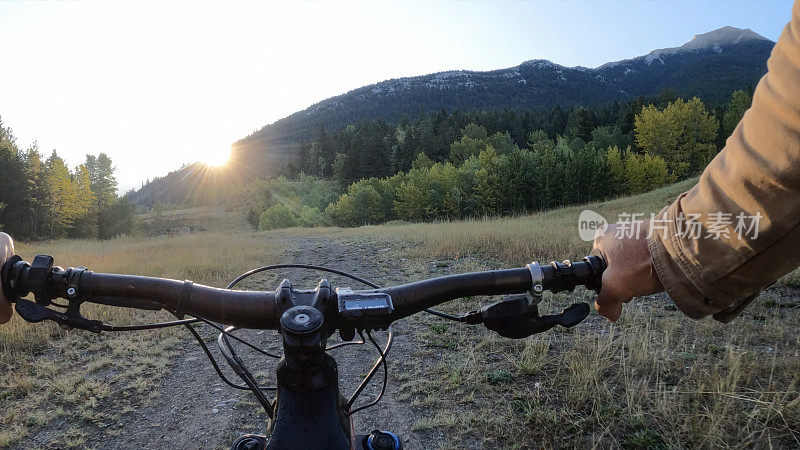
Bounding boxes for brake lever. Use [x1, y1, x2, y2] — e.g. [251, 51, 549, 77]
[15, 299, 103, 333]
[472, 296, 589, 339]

• • • • •

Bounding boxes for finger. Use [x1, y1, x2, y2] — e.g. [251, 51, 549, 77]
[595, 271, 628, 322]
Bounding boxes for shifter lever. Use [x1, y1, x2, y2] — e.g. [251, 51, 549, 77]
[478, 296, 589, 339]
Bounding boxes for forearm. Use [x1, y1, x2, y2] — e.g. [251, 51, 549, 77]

• • • • •

Written exercise —
Copy the lines of the listing above exactly, starting at the line that contains "Bounding boxes for brake" and ending at the line that contains "[472, 296, 589, 339]", with both of those lines included.

Answer to this problem —
Bounding boxes for brake lever. Use [x1, y1, x2, y2] — e.g. [251, 51, 549, 77]
[15, 299, 103, 333]
[472, 296, 589, 339]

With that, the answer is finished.